--- begin ---
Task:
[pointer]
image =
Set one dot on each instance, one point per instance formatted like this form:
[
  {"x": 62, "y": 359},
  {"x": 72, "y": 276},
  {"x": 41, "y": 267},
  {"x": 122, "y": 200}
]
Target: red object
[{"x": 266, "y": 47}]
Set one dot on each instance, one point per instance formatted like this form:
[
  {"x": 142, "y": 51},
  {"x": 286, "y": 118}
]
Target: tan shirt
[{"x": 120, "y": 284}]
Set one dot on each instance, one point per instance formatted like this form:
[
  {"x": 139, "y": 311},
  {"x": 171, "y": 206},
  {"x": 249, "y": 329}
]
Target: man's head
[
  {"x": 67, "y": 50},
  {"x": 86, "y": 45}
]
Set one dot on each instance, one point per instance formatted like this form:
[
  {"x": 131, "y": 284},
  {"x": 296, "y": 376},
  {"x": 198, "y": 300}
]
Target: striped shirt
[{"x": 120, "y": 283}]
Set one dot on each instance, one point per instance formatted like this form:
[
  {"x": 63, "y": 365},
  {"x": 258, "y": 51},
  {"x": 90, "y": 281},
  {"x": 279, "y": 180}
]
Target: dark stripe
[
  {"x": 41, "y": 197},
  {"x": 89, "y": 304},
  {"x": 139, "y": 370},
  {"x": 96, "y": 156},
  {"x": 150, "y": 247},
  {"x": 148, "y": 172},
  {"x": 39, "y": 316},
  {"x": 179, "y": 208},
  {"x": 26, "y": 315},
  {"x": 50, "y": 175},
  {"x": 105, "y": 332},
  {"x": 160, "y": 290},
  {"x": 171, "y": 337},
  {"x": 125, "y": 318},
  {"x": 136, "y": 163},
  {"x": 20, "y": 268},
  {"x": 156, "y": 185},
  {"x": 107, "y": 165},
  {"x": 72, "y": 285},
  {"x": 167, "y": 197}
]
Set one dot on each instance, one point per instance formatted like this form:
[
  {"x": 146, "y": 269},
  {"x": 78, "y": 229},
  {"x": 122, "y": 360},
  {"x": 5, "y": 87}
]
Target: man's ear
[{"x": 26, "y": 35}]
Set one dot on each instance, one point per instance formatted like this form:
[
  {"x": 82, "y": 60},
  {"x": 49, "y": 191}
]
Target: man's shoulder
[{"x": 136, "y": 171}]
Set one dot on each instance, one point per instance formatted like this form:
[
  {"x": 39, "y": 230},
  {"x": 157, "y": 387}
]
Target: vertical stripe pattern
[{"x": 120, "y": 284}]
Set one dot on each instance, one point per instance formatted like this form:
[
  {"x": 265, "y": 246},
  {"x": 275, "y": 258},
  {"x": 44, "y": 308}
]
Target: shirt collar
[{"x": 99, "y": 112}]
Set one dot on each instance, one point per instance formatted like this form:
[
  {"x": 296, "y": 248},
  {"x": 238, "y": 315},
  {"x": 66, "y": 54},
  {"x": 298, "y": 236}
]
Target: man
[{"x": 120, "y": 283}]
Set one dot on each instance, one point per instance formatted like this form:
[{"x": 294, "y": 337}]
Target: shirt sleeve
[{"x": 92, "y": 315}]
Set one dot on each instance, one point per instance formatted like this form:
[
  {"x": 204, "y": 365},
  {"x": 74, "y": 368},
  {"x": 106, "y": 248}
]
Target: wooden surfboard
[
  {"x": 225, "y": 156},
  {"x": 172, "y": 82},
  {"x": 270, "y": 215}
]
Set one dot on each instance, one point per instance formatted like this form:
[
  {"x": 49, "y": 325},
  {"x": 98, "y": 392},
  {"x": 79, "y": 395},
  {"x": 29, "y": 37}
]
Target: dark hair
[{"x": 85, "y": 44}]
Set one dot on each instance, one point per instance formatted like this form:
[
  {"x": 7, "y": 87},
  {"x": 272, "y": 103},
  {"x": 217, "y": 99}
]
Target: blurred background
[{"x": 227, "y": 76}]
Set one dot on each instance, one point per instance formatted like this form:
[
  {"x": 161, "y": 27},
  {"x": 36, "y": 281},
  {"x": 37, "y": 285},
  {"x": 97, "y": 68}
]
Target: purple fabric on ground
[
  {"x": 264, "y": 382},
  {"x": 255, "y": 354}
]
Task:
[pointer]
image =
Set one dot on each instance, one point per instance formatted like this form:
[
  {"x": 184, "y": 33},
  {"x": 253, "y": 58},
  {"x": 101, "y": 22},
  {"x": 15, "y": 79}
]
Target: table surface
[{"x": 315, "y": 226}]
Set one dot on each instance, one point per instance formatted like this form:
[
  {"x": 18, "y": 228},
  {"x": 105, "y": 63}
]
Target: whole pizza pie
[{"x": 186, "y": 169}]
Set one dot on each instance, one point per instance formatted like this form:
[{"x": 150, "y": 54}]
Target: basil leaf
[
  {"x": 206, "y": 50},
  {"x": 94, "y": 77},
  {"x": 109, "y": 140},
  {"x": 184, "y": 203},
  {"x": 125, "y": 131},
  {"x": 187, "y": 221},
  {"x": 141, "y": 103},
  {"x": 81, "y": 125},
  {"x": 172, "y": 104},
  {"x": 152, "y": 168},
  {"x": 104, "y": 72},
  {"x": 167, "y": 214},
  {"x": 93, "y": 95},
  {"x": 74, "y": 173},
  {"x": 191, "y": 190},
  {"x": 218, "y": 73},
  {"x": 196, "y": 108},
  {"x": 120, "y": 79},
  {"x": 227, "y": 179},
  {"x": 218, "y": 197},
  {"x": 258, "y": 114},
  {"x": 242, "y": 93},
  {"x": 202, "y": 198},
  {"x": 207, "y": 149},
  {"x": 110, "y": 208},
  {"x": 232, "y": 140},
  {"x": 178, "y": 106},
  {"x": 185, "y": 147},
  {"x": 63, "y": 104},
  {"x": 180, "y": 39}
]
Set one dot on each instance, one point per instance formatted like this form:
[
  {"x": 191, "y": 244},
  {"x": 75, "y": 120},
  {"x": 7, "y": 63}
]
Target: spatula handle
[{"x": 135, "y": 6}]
--- end ---
Transcribe every entry exactly.

Result for this exercise
Task:
[pointer]
image =
Set one dot on each instance, one point per instance formatted like this form:
[
  {"x": 62, "y": 359},
  {"x": 72, "y": 276},
  {"x": 41, "y": 267},
  {"x": 122, "y": 200}
]
Target: red object
[{"x": 266, "y": 47}]
Set one dot on each instance, one point per instance formatted like this form:
[
  {"x": 142, "y": 51},
  {"x": 286, "y": 118}
]
Target: tan shirt
[{"x": 120, "y": 284}]
Set one dot on each instance, one point per instance formatted like this form:
[
  {"x": 139, "y": 311},
  {"x": 171, "y": 206},
  {"x": 249, "y": 329}
]
Target: man's head
[
  {"x": 67, "y": 50},
  {"x": 86, "y": 45}
]
Set one dot on each instance, one point per instance formatted like this form:
[
  {"x": 131, "y": 284},
  {"x": 296, "y": 376},
  {"x": 198, "y": 300}
]
Target: striped shirt
[{"x": 120, "y": 283}]
Set one dot on each instance, one point per instance formatted like this form:
[
  {"x": 63, "y": 365},
  {"x": 258, "y": 51},
  {"x": 90, "y": 281},
  {"x": 279, "y": 180}
]
Target: dark stripe
[
  {"x": 41, "y": 197},
  {"x": 89, "y": 304},
  {"x": 139, "y": 370},
  {"x": 96, "y": 156},
  {"x": 150, "y": 247},
  {"x": 148, "y": 172},
  {"x": 39, "y": 316},
  {"x": 179, "y": 208},
  {"x": 26, "y": 315},
  {"x": 50, "y": 175},
  {"x": 105, "y": 332},
  {"x": 160, "y": 290},
  {"x": 171, "y": 337},
  {"x": 125, "y": 318},
  {"x": 136, "y": 163},
  {"x": 20, "y": 268},
  {"x": 156, "y": 185},
  {"x": 107, "y": 165},
  {"x": 72, "y": 285},
  {"x": 167, "y": 197}
]
Set one dot on each instance, one point per instance formatted like this form:
[
  {"x": 146, "y": 269},
  {"x": 78, "y": 229},
  {"x": 122, "y": 360},
  {"x": 5, "y": 87}
]
Target: man's ear
[{"x": 26, "y": 35}]
Set one dot on each instance, one point per instance formatted like this form:
[
  {"x": 82, "y": 60},
  {"x": 49, "y": 191}
]
Target: man's shoulder
[{"x": 136, "y": 171}]
Set one dot on each instance, one point per instance formatted like this form:
[
  {"x": 39, "y": 230},
  {"x": 157, "y": 387}
]
Target: vertical stripe pattern
[{"x": 120, "y": 284}]
Set one dot on each instance, one point per instance formatted like this form:
[
  {"x": 265, "y": 246},
  {"x": 275, "y": 258},
  {"x": 44, "y": 308}
]
Target: shirt collar
[{"x": 99, "y": 112}]
Set one dot on each instance, one point per instance formatted like this form:
[
  {"x": 296, "y": 248},
  {"x": 238, "y": 315},
  {"x": 66, "y": 54},
  {"x": 298, "y": 236}
]
Target: man
[{"x": 120, "y": 283}]
Set one dot on each instance, one point per instance formatted like this form:
[{"x": 294, "y": 337}]
Target: shirt sleeve
[{"x": 92, "y": 315}]
Set one dot on each instance, one point per instance formatted like this form:
[
  {"x": 204, "y": 365},
  {"x": 74, "y": 368},
  {"x": 106, "y": 248}
]
Target: wooden surfboard
[
  {"x": 225, "y": 156},
  {"x": 172, "y": 82},
  {"x": 270, "y": 215}
]
Set one dot on each instance, one point per instance formatted like this form:
[
  {"x": 49, "y": 325},
  {"x": 98, "y": 392},
  {"x": 79, "y": 395},
  {"x": 29, "y": 37}
]
Target: dark hair
[{"x": 85, "y": 44}]
Set one dot on each instance, one point per instance formatted like this form:
[
  {"x": 7, "y": 87},
  {"x": 272, "y": 103},
  {"x": 217, "y": 99}
]
Target: blurred background
[{"x": 227, "y": 76}]
Set one dot on each instance, one point per instance formatted like this form:
[
  {"x": 161, "y": 27},
  {"x": 36, "y": 281},
  {"x": 37, "y": 285},
  {"x": 97, "y": 68}
]
Target: purple fabric on ground
[
  {"x": 264, "y": 382},
  {"x": 255, "y": 354}
]
Task:
[pointer]
image =
Set one dot on each instance, one point per instance formatted like this form:
[
  {"x": 184, "y": 33},
  {"x": 253, "y": 58},
  {"x": 101, "y": 22},
  {"x": 15, "y": 79}
]
Target: table surface
[{"x": 315, "y": 226}]
Set one dot on each instance, one point per instance formatted like this form:
[
  {"x": 18, "y": 228},
  {"x": 105, "y": 63}
]
Target: whole pizza pie
[{"x": 186, "y": 169}]
Set one dot on each instance, one point per instance formatted like this form:
[{"x": 150, "y": 54}]
Target: basil leaf
[
  {"x": 206, "y": 50},
  {"x": 94, "y": 77},
  {"x": 109, "y": 140},
  {"x": 184, "y": 203},
  {"x": 125, "y": 131},
  {"x": 187, "y": 221},
  {"x": 141, "y": 103},
  {"x": 81, "y": 125},
  {"x": 172, "y": 104},
  {"x": 152, "y": 168},
  {"x": 104, "y": 72},
  {"x": 167, "y": 214},
  {"x": 93, "y": 95},
  {"x": 74, "y": 173},
  {"x": 191, "y": 190},
  {"x": 218, "y": 73},
  {"x": 196, "y": 108},
  {"x": 120, "y": 79},
  {"x": 227, "y": 179},
  {"x": 218, "y": 197},
  {"x": 258, "y": 114},
  {"x": 242, "y": 93},
  {"x": 202, "y": 198},
  {"x": 207, "y": 149},
  {"x": 110, "y": 208},
  {"x": 232, "y": 140},
  {"x": 178, "y": 106},
  {"x": 185, "y": 147},
  {"x": 63, "y": 104},
  {"x": 180, "y": 39}
]
Set one dot on each instance, one point per instance formatted like this form:
[
  {"x": 191, "y": 244},
  {"x": 75, "y": 120},
  {"x": 7, "y": 63}
]
Target: spatula handle
[{"x": 135, "y": 6}]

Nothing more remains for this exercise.